Pick out each line of the listing below that contains the word "every" and copy those lines.
begin
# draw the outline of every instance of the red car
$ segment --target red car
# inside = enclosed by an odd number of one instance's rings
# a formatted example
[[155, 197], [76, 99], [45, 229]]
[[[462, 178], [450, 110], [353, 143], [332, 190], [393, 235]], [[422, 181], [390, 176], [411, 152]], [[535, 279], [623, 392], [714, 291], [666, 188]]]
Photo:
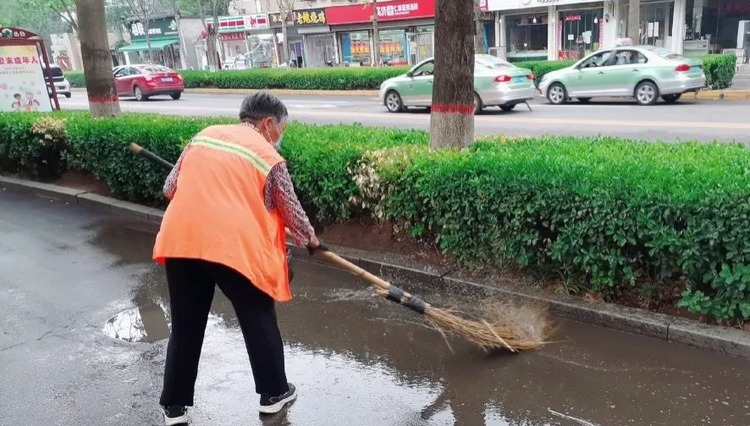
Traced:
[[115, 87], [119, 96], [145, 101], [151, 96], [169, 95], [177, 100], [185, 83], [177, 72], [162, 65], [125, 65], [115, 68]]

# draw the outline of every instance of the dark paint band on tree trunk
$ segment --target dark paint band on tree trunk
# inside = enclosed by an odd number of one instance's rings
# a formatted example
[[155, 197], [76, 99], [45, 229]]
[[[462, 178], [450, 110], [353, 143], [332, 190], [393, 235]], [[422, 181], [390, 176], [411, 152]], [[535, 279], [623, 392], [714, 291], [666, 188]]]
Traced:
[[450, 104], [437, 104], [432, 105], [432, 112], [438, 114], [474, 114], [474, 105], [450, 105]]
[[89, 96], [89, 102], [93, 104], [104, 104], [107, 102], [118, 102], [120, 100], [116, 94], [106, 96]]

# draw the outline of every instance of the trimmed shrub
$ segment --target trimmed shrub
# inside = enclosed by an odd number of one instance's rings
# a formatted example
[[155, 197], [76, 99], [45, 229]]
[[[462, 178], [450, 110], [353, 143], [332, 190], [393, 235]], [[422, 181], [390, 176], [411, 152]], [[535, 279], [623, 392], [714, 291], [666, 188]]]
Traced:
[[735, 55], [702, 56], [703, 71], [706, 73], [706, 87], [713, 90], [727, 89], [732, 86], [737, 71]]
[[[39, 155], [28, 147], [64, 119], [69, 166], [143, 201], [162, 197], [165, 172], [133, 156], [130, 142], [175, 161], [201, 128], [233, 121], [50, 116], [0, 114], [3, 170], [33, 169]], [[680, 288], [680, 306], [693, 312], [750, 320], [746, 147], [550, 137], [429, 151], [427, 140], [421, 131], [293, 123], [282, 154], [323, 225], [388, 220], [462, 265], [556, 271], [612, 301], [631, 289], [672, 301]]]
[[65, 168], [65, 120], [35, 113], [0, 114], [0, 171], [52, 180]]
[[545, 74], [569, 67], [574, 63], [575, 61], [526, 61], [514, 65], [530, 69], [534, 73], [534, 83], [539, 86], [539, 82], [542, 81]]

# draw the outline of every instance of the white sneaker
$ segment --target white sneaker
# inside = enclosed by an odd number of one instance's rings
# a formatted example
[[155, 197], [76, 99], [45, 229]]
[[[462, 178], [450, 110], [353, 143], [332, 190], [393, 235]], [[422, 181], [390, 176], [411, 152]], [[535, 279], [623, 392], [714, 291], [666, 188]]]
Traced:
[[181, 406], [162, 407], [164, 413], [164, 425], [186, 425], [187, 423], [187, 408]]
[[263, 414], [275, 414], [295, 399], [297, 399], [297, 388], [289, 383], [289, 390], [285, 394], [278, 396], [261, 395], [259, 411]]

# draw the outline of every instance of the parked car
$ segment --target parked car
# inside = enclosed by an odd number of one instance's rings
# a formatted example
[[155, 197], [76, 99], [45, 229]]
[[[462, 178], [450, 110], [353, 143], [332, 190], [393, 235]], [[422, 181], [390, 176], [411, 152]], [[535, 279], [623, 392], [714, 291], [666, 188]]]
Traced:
end
▸ **RESULT OF THE TASK**
# draw the outline of every instance of the red car
# draw the outline of every instance of the dark paint band on tree trunk
# draw the outline of every instance of the trimmed shrub
# draw the outline of every instance of the white sneaker
# draw the outline of every instance of the parked car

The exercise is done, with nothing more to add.